▼
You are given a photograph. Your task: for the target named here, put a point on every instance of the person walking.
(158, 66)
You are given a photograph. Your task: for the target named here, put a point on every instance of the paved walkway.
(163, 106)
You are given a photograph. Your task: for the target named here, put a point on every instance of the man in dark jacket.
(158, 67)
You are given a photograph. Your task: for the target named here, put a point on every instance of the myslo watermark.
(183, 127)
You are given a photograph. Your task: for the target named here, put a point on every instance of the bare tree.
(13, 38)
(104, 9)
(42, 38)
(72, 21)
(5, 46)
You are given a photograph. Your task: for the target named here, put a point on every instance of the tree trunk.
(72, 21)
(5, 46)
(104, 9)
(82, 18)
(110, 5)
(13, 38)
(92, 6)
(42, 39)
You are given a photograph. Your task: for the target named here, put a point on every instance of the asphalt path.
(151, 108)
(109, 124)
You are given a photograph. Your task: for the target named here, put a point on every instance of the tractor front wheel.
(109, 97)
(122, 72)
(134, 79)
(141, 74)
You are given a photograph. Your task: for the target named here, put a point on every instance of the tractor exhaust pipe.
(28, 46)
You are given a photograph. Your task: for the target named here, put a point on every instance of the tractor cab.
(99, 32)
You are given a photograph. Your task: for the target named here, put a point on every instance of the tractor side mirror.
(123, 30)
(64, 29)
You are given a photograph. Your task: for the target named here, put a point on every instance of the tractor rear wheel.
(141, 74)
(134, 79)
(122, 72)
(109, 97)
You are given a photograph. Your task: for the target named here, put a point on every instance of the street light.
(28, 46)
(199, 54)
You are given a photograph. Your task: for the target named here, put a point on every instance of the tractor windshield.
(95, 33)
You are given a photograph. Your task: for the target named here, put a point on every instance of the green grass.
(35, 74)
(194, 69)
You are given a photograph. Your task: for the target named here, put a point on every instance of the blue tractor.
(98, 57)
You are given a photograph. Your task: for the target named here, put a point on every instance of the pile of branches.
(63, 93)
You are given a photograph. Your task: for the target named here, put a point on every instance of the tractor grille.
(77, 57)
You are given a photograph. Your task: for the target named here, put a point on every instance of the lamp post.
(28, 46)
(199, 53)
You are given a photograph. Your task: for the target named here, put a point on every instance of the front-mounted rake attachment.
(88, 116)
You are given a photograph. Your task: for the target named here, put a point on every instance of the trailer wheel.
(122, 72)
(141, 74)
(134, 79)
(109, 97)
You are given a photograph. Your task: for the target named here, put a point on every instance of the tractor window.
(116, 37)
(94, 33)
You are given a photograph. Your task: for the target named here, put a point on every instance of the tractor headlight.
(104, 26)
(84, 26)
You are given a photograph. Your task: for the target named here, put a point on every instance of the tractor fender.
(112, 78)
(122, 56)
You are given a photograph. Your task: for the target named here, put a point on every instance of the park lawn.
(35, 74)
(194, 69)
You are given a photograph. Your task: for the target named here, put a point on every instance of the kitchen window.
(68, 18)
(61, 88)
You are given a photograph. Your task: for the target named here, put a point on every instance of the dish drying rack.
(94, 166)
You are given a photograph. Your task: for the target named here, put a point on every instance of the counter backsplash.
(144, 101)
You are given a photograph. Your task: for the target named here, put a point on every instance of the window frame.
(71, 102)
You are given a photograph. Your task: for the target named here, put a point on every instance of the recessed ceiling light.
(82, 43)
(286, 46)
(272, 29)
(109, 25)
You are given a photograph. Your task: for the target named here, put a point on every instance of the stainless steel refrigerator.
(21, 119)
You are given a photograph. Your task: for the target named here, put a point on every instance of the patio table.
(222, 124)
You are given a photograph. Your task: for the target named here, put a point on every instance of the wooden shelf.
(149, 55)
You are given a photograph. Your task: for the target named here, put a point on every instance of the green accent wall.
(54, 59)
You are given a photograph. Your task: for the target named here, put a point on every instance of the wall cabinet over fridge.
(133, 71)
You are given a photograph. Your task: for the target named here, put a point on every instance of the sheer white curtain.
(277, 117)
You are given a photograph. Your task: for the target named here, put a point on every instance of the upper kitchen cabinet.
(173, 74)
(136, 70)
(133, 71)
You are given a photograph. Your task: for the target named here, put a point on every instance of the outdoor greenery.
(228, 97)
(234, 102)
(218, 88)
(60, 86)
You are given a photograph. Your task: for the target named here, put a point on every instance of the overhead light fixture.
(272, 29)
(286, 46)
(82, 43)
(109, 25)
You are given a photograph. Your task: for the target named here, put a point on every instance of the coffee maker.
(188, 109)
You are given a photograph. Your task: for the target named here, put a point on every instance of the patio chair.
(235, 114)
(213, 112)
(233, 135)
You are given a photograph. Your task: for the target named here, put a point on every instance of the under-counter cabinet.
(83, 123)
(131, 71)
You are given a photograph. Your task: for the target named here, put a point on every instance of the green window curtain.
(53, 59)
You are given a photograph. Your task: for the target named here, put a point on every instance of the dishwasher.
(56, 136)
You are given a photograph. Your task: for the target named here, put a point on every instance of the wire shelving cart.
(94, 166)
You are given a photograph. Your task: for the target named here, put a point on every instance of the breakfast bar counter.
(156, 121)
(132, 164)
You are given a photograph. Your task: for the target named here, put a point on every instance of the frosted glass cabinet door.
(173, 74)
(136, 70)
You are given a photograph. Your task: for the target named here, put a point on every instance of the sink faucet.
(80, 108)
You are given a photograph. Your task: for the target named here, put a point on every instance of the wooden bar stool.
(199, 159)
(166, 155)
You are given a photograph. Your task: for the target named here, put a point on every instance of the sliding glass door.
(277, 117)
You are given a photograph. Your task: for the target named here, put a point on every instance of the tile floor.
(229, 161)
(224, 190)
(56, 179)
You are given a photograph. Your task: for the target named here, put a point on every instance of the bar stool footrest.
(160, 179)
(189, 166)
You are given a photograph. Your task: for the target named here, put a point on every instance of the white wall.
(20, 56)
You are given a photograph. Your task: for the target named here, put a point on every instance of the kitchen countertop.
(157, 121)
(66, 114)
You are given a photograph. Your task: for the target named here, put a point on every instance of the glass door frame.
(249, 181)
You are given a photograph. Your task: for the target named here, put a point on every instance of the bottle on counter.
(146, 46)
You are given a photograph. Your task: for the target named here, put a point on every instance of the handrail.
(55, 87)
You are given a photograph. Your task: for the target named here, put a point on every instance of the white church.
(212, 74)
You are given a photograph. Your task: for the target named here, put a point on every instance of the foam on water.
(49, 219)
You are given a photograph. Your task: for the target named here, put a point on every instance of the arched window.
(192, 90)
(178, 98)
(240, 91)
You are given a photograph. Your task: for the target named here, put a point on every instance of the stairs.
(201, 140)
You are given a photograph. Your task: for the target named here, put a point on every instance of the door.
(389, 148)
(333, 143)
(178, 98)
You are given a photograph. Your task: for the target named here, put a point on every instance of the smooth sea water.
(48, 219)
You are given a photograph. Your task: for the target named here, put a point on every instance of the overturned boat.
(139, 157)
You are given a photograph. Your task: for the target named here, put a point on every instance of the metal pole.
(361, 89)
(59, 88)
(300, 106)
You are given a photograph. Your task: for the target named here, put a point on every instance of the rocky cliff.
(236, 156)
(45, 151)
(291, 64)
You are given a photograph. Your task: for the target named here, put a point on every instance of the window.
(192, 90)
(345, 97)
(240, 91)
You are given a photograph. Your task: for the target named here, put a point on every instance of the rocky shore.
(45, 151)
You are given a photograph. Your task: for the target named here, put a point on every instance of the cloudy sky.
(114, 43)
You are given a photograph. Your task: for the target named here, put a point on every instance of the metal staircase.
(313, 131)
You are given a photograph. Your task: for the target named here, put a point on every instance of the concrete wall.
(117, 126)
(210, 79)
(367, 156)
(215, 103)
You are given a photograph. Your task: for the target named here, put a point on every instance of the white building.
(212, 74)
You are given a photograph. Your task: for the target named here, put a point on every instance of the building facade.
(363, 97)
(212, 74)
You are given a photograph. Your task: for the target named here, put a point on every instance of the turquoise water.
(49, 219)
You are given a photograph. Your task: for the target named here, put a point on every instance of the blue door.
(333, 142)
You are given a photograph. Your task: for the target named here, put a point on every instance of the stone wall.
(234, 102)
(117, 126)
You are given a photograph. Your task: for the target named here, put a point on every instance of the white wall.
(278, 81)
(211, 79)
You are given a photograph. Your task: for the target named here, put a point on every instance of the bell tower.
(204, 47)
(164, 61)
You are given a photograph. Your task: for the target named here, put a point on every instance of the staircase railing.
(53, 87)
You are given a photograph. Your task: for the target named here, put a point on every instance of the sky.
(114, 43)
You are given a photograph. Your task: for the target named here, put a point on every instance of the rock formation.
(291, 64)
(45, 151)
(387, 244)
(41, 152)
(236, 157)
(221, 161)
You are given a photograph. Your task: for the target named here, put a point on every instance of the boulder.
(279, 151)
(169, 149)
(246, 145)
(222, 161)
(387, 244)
▲
(THE REQUEST): Return everything from the line containing "the rock formation." down to the end of the items, copied exactly, with both ends included.

(THE COMPLETED TASK):
You are given a photograph. Your task: for the target named here, put a point on every instance of the rock formation.
(291, 64)
(45, 151)
(387, 244)
(41, 152)
(236, 157)
(221, 161)
You are given a photograph. Your task: for the target named here, put a point on every instance of the boulder.
(279, 151)
(169, 149)
(246, 145)
(222, 161)
(387, 244)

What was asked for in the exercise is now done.